_GOAL_: From the line that includes "One dot marks each instance of the potted" to the last line of the data, quote each line precisely; both boundary lines belong in the answer.

+ + + +

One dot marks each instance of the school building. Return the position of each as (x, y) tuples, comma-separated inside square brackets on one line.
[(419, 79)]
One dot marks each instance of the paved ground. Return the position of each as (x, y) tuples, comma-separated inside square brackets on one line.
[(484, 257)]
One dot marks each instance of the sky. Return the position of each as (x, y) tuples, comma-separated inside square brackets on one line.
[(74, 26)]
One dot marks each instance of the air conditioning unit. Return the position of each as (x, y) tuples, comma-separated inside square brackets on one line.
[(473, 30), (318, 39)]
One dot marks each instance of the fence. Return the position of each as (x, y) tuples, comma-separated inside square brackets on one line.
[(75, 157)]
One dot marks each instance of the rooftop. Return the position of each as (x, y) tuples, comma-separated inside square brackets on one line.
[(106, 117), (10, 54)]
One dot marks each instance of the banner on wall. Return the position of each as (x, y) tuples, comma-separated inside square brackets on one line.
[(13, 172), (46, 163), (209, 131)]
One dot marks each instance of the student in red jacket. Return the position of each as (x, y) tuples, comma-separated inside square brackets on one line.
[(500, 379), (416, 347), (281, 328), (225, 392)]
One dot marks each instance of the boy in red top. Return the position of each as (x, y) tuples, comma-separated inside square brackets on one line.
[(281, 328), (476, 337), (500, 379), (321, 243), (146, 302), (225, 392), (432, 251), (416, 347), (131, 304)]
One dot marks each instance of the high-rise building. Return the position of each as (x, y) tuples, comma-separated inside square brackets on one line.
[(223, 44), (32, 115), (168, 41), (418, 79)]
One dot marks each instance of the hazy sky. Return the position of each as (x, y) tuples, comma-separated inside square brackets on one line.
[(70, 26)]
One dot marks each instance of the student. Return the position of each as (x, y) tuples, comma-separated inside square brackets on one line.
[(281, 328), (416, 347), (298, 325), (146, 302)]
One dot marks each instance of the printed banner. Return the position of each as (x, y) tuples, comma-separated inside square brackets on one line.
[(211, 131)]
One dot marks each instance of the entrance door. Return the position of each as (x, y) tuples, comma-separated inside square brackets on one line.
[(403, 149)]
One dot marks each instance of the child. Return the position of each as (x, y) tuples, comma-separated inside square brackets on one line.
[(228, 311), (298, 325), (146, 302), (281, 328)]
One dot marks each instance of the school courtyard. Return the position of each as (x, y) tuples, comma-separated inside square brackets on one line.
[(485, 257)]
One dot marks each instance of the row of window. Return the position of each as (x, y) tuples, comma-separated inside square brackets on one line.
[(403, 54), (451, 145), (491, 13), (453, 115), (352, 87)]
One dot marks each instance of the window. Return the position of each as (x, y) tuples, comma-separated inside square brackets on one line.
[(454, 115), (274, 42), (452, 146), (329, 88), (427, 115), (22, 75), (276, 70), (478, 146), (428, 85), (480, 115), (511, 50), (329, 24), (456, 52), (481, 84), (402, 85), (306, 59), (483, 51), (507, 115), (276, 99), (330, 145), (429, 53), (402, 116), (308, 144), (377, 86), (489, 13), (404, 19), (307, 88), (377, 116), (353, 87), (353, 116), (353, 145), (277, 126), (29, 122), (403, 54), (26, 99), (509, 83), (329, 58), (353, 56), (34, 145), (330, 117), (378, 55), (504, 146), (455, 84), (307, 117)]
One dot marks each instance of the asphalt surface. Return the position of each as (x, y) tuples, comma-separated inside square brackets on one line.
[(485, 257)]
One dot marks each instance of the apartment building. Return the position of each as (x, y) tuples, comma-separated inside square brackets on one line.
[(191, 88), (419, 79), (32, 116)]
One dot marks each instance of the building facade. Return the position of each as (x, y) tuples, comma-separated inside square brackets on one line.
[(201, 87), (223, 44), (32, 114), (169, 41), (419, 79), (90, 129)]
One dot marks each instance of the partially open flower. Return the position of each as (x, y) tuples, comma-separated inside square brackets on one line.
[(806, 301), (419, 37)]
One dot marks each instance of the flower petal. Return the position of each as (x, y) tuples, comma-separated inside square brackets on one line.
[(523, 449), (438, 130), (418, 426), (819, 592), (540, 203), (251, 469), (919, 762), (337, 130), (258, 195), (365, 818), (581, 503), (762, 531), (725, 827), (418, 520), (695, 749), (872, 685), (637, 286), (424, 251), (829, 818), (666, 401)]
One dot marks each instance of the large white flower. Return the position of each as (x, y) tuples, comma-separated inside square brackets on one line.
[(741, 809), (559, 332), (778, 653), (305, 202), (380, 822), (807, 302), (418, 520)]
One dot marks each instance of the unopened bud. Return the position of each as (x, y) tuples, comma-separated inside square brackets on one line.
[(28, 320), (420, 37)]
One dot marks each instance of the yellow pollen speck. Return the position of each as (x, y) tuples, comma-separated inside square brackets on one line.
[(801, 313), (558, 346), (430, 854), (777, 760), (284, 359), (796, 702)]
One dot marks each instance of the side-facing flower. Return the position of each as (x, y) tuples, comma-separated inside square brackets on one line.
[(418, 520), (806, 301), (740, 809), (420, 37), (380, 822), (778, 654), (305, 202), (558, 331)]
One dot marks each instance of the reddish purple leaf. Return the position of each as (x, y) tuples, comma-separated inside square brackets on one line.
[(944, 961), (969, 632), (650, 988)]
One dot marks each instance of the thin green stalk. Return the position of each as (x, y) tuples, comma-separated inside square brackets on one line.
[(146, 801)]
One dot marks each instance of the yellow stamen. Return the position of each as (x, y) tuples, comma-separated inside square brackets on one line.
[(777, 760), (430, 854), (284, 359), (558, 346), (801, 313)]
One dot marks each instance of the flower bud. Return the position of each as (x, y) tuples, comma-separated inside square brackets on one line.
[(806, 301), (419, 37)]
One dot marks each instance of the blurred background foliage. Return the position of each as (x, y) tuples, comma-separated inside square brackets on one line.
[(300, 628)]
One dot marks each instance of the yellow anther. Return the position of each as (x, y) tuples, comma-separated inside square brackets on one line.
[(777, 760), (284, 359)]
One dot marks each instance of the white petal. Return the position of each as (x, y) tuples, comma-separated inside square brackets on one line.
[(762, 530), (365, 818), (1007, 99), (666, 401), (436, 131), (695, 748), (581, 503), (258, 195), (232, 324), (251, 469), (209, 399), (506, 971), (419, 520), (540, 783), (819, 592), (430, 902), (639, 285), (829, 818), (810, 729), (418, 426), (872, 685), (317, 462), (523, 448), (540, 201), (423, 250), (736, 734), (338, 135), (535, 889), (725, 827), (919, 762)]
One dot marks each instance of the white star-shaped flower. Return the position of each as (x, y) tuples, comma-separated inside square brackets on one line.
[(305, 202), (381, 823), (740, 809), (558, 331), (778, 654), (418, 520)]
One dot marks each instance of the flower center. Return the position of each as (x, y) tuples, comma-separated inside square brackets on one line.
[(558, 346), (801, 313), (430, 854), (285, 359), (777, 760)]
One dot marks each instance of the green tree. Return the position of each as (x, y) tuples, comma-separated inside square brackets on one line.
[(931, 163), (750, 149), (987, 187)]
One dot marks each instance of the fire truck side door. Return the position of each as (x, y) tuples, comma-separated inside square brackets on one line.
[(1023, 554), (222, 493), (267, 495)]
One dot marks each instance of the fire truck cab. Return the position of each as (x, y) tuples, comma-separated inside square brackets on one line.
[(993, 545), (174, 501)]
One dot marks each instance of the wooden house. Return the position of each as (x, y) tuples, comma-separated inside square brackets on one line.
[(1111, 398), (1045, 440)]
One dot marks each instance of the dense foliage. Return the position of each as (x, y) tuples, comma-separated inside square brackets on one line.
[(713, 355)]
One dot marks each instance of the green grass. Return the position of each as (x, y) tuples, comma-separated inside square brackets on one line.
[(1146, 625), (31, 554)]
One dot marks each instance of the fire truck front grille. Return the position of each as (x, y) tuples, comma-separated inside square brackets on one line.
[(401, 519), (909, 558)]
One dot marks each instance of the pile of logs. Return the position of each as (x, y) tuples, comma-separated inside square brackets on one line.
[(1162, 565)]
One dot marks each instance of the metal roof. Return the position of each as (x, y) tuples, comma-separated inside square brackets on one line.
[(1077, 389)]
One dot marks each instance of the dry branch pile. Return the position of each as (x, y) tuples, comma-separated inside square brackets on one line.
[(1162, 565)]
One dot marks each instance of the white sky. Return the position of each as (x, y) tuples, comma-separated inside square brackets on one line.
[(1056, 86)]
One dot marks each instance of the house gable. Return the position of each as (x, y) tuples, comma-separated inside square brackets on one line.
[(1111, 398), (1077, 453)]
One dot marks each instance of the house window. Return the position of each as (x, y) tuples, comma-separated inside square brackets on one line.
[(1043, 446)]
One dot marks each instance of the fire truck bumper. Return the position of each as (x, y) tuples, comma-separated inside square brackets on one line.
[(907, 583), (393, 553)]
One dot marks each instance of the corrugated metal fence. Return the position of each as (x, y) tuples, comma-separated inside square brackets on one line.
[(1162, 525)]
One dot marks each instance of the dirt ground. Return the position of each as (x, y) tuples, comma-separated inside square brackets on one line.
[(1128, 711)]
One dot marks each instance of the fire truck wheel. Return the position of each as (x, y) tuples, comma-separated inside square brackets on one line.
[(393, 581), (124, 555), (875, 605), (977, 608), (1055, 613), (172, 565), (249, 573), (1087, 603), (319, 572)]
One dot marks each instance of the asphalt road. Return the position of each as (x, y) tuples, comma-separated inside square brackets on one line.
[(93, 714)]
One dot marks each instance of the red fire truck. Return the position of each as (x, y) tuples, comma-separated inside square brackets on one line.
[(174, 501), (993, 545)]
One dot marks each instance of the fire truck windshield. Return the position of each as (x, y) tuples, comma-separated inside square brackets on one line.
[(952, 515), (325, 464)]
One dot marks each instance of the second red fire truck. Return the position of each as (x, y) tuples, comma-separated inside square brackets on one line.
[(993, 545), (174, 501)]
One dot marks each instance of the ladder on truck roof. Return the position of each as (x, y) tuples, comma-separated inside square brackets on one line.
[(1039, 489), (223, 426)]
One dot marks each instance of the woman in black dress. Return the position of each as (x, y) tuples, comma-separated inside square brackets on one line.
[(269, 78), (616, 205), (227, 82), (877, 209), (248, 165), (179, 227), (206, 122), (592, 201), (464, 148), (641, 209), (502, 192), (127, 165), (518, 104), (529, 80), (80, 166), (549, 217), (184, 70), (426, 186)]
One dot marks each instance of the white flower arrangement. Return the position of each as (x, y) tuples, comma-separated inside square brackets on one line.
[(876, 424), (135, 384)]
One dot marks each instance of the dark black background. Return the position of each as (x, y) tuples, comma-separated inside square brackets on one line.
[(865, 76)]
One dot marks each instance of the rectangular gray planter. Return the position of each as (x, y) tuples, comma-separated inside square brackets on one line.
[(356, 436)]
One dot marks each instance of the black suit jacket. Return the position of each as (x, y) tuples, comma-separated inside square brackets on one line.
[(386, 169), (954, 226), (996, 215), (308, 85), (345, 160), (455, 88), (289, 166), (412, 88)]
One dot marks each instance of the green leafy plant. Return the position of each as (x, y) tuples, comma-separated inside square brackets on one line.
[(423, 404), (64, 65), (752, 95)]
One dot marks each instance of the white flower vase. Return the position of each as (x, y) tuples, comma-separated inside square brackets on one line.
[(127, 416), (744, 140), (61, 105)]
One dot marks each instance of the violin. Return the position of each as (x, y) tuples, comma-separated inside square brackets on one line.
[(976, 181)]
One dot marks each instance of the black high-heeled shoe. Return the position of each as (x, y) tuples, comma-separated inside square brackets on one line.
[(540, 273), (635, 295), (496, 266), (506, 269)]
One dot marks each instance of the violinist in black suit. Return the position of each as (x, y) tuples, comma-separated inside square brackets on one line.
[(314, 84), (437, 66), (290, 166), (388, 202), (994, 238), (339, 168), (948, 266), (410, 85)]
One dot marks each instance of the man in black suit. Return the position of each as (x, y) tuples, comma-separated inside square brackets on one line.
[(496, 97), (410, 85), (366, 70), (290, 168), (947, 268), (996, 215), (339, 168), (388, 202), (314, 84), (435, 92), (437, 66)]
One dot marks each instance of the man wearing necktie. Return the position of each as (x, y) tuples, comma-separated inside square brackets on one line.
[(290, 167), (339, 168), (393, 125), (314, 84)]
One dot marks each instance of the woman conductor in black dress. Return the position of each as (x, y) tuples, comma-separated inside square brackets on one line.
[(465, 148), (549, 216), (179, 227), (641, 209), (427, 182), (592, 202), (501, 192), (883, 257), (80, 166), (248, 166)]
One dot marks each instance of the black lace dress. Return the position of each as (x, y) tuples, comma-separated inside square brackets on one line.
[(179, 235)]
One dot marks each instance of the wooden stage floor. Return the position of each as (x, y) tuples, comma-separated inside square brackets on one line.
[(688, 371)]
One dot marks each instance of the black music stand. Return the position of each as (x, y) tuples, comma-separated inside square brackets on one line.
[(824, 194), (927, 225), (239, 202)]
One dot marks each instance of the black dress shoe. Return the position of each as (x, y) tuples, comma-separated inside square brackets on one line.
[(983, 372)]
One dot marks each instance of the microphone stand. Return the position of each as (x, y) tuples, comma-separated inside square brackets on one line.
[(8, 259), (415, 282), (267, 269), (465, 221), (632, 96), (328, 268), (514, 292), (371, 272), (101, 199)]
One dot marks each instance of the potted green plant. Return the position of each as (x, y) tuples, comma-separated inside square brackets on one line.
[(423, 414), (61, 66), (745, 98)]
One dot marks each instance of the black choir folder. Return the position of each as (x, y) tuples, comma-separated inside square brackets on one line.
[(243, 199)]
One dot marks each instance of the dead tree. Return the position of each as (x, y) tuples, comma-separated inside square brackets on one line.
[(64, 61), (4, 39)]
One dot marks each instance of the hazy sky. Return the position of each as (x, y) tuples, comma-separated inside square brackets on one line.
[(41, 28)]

+ + + +

_SOLUTION BELOW_:
One dot marks each instance of the potted green plant. Return the position of each as (x, y) tuples, comma-separated inside square brackets on one line.
[(423, 414), (61, 66), (745, 98)]
One dot marks each instance of the black choir folder. Return the position of each as (x, y) tuples, comma-separated inside square brackets on one line.
[(243, 199)]
One dot marks each instance of the dead tree. Return the position of each as (x, y) tuples, comma-separated inside square brackets on one line.
[(64, 61), (4, 39)]
One dot marks each instance of the hazy sky. Return the position of each as (x, y) tuples, comma-separated inside square brackets on one line.
[(41, 28)]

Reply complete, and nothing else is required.